### [Tasks and exercises]
(1) In the abstract on age-related vision loss and dementia, how many empirical studies remained after the inclusion criteria were applied?
(2) Write the next part of the abstract on age-related vision loss and dementia, starting after its last sentence.

### [Extracted text]
PLoS One. 2021 Oct 20;16(10):e0258854. doi: 10.1371/journal.pone.0258854. eCollection 2021.
INTRODUCTION: There are a growing number of older adults with combined age-related vision loss (ARVL) and dementia. Existing literature shows the pervasive impact that both diagnoses have separately on the participation of older adults, however, little is known about the societal participation of older adults with both conditions. As such, the aim of this scoping review was to explore the combined impact of ARVL and dementia on the participation of older adults, with a specific focus on highlighting strategies that help mitigate the impact of ARVL and dementia on participation.
METHODS: This study utilized a scoping review, informed by the framework by Arksey and O’Malley . Two researchers independently ran a total of 62 search terms across four categories in six databases (PubMed, CINAHL, Scopus, Embase, Medline, PsycINFO), with an initial yield of 2,053 articles. Grey literature was also included in this scoping review and was retrieved from organizational websites, brochures, conference proceedings, and a Google Scholar search. The application of study inclusion criteria resulted in a final yield of 13 empirical studies and 10 grey literature sources.

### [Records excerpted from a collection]
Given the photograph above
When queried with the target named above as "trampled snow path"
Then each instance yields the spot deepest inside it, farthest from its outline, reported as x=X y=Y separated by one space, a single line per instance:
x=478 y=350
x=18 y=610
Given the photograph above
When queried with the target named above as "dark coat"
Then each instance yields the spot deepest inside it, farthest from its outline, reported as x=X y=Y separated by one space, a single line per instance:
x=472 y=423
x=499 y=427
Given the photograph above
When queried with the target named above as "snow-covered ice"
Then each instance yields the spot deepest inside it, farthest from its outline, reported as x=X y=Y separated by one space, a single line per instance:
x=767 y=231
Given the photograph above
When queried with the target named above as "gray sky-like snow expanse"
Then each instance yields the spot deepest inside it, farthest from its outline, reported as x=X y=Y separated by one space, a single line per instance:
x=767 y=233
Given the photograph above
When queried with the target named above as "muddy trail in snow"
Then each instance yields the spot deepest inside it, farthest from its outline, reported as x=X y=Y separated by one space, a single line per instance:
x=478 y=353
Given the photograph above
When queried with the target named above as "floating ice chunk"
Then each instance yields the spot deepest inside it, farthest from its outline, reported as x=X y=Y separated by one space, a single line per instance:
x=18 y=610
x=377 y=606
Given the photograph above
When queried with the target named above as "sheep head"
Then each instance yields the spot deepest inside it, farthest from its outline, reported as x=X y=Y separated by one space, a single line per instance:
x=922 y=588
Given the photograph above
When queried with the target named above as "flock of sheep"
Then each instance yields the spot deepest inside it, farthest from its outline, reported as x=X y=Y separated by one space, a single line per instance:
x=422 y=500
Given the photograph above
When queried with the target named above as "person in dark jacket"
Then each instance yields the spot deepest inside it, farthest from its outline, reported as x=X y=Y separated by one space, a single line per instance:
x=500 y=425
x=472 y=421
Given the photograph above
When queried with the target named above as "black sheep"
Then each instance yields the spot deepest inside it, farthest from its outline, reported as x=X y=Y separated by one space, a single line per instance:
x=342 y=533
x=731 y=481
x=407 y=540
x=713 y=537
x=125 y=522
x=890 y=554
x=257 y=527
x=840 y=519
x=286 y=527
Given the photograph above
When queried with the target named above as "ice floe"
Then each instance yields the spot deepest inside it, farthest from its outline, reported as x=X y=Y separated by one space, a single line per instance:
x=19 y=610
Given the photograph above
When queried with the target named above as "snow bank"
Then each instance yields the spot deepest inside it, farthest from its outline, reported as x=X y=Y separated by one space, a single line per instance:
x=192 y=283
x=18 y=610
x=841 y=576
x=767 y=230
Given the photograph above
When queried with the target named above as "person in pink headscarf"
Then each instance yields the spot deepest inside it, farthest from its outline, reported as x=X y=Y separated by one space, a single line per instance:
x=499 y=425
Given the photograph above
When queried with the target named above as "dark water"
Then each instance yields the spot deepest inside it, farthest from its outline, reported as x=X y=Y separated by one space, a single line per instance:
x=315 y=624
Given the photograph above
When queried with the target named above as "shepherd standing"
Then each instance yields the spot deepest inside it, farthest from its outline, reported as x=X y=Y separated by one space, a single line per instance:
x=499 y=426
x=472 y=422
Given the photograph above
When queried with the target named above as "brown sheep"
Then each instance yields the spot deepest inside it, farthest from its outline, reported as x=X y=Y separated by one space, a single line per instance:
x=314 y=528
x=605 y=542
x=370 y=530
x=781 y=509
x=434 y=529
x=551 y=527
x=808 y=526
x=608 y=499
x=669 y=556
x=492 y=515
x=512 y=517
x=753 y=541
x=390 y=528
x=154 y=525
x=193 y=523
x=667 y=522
--
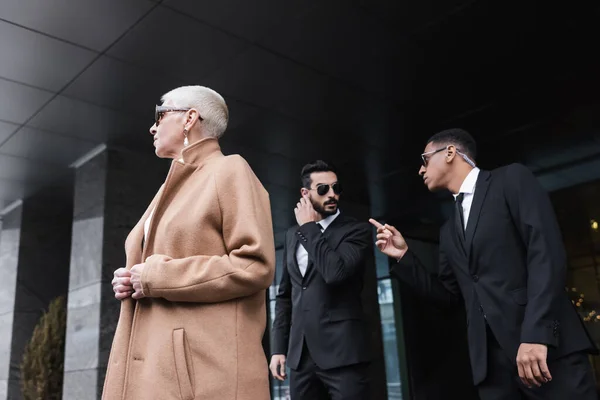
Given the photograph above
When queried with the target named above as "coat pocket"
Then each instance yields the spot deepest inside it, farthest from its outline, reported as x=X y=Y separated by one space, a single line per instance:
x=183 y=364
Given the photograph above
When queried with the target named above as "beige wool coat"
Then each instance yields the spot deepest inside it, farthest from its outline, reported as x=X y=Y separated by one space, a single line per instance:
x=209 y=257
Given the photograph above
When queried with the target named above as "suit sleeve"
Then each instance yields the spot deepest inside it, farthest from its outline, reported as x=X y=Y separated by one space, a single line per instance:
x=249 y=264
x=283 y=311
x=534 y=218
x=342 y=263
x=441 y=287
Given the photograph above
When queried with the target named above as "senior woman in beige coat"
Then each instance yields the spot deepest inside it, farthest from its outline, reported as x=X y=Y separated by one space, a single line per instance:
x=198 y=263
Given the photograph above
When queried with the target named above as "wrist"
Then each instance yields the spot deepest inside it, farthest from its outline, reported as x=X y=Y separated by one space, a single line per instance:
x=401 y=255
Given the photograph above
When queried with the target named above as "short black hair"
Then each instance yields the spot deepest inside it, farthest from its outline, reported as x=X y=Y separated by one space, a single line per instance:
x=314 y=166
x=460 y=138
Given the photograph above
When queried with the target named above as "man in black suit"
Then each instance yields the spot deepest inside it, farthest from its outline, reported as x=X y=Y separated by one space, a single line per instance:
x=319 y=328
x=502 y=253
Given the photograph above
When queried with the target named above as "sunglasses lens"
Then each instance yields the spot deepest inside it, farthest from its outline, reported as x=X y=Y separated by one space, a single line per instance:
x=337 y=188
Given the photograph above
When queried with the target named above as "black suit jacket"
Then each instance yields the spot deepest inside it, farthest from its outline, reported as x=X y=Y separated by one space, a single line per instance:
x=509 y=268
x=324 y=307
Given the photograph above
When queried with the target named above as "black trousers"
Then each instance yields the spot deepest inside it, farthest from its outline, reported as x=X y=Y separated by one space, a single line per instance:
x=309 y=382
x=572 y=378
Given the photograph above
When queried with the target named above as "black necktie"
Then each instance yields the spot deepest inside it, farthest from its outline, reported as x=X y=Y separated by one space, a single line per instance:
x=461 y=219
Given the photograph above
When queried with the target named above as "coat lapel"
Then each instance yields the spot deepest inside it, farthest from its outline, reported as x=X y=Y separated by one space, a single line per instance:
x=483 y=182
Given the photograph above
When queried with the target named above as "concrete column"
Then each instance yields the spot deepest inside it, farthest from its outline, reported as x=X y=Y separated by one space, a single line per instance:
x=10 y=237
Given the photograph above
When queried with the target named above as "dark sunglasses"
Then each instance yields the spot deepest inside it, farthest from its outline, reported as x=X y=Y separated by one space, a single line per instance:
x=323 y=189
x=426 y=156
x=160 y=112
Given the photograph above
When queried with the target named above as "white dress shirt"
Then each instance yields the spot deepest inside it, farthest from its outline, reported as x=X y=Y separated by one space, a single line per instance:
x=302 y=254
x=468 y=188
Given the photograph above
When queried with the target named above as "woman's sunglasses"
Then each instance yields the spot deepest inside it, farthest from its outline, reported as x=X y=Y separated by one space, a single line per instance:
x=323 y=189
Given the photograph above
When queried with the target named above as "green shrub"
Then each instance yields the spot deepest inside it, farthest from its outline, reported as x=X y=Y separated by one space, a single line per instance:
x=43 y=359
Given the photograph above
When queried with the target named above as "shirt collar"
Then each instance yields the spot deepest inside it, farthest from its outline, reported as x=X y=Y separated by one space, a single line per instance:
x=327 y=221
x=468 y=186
==
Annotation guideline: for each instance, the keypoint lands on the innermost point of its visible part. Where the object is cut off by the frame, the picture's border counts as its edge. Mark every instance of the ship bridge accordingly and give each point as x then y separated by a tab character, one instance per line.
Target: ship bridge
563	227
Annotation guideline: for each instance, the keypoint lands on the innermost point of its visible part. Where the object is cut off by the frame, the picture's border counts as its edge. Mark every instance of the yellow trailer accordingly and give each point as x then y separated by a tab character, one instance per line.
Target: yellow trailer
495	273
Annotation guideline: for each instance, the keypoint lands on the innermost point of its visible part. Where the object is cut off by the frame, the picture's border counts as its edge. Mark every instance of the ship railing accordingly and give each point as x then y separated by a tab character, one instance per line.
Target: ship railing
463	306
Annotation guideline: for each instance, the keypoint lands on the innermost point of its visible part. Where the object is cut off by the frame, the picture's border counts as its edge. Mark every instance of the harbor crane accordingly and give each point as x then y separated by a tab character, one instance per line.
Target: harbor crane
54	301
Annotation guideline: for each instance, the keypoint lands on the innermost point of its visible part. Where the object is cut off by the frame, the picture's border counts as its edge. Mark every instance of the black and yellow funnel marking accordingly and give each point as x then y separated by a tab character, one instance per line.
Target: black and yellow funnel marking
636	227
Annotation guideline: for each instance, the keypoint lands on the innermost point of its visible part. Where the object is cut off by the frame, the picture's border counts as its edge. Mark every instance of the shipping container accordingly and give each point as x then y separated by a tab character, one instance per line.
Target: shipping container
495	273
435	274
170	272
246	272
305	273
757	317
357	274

### [Answers for this exercise]
(1) 13 empirical studies.

(2)
RESULTS: Following detailed thematic analysis of the empirical and grey literature sources, four themes emerged regarding the impact of combined ARVL and dementia on the participation of older adults including: 1) Managing the pragmatic aspects of a dual diagnosis; 2) Diverse approaches to risk assessment and management; 3) Adopting a multi-disciplinary approach to facilitate care and; 4) Using compensatory strategies to facilitate participation.
CONCLUSIONS: The four themes highlight the challenges older adults with these combined diagnoses experience, which limit their opportunities for meaningful participation. Given the scarcity of research on this topic, future research should identify the type of ARVL and dementia diagnoses of study participants, conduct qualitative research about the lived experiences of older adults with a dual diagnosis, and broaden the geographic scope of research.